#### Working data
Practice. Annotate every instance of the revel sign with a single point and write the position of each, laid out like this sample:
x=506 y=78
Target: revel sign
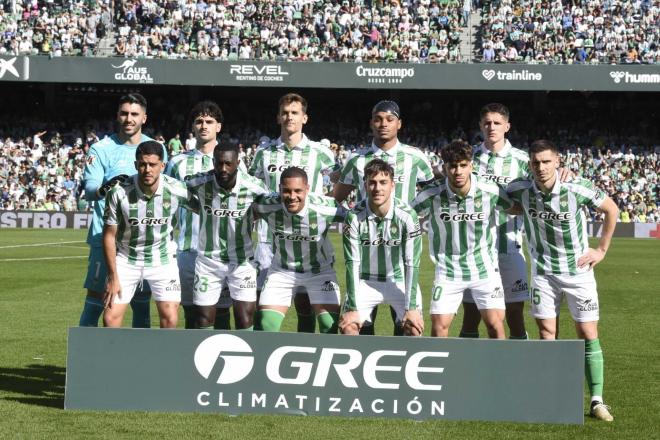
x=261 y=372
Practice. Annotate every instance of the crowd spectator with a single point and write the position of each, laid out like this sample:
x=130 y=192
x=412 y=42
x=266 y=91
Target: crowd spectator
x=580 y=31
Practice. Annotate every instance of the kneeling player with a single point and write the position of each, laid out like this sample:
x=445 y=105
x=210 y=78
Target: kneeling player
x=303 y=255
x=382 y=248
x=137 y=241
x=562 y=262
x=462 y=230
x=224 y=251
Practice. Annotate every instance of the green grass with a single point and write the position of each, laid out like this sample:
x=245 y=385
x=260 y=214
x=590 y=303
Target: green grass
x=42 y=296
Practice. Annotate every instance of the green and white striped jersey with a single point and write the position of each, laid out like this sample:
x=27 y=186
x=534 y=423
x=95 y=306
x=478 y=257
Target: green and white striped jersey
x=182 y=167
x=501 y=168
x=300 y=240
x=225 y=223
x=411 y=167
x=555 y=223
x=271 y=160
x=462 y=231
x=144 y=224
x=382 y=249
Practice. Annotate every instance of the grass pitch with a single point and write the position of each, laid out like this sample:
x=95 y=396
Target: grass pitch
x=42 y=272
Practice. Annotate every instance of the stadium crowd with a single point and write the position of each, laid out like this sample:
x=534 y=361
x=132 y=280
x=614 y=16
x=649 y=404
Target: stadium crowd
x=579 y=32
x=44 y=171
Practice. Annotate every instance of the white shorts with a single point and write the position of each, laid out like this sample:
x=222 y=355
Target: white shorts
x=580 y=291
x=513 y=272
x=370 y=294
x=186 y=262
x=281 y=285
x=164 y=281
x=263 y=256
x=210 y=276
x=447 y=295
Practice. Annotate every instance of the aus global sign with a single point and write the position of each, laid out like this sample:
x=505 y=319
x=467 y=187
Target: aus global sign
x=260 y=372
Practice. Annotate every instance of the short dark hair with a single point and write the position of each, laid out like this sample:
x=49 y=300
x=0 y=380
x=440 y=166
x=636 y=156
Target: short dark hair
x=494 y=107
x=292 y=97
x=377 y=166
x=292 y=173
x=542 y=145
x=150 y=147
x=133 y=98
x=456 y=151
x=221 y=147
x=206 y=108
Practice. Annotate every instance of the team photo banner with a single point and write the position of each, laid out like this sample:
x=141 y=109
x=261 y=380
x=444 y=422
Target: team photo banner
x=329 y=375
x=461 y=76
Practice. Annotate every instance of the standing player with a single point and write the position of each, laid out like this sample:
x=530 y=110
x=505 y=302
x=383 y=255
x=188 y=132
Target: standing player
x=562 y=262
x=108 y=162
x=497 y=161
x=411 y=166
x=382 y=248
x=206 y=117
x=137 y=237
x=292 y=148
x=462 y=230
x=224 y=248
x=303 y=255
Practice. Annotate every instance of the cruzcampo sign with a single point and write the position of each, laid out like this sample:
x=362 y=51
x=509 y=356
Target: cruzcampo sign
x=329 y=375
########
Aim of the task —
Give back all entries exactly. No pictures belong in the copy.

Answer to the exercise —
Practice. Annotate every instance of the revel sign with a single point and write the position of each, laid out like this sample:
x=506 y=78
Target: revel sign
x=261 y=372
Practice. Annotate every instance of the crowd spectator with a single point and write the position of each, laid out like this sample:
x=130 y=192
x=412 y=42
x=266 y=91
Target: crowd spectator
x=580 y=31
Practice. Annotate every instance of the kneeling player with a single point and write the position of each, laid out like this sample:
x=445 y=105
x=210 y=78
Target: kneeling player
x=303 y=255
x=382 y=248
x=137 y=241
x=562 y=262
x=462 y=230
x=224 y=251
Practice. Annotate every instance of the green grass with a single point and write the position of each, laid out like this sample:
x=245 y=385
x=260 y=214
x=590 y=303
Target: green grass
x=42 y=296
Practice. Annotate every instance of the green and white striped jersey with a single point and write the position of each, laid out like this sample:
x=27 y=186
x=534 y=423
x=95 y=306
x=478 y=257
Target: green and white striped jersey
x=182 y=167
x=501 y=168
x=300 y=240
x=225 y=223
x=411 y=167
x=555 y=223
x=271 y=160
x=462 y=231
x=144 y=224
x=382 y=249
Practice. Annotate every instance of the grass pitch with a single point and write the position of each, laid out like this sample:
x=95 y=396
Target: grass pitch
x=42 y=272
Practice. Annotate every instance of the stadium crowd with a single point and write the position of each, laid out like this sample:
x=534 y=361
x=132 y=280
x=614 y=16
x=649 y=404
Target: stadium crowd
x=579 y=32
x=44 y=171
Practice. Annotate every instance of the white shorts with a single point and write the position of each, laid out like this sample:
x=222 y=355
Target: white shorts
x=580 y=291
x=513 y=272
x=370 y=294
x=186 y=262
x=281 y=285
x=164 y=281
x=263 y=256
x=210 y=276
x=447 y=295
Practice. Annotate every instance of the aus global sign with a single point and write the position of each, laid out like this sample:
x=505 y=319
x=467 y=187
Target: aus global sign
x=260 y=372
Practice. Annotate every instance of the short dark hair with a single point and write the position of each, laid out like this sample:
x=49 y=300
x=0 y=380
x=440 y=166
x=636 y=156
Target: short dark hair
x=494 y=107
x=292 y=97
x=377 y=166
x=292 y=173
x=542 y=145
x=150 y=147
x=133 y=98
x=456 y=151
x=221 y=147
x=206 y=108
Practice. Annotate every instance of the team photo banner with a single point and write the position of each, laid out like this sample:
x=141 y=109
x=261 y=380
x=444 y=422
Target: team photo banner
x=329 y=375
x=461 y=76
Practice. Annotate every instance of the standing player with a single point and write the position of each, laid out like this sample:
x=530 y=110
x=505 y=302
x=383 y=255
x=188 y=132
Target: standing player
x=562 y=262
x=108 y=162
x=497 y=161
x=411 y=166
x=382 y=248
x=206 y=117
x=137 y=237
x=292 y=148
x=462 y=230
x=224 y=248
x=303 y=255
Practice. Annotate every instance of the cruzcampo sign with a single point and write the position of each, laid out like this sample:
x=362 y=51
x=509 y=356
Target: cruzcampo sign
x=329 y=375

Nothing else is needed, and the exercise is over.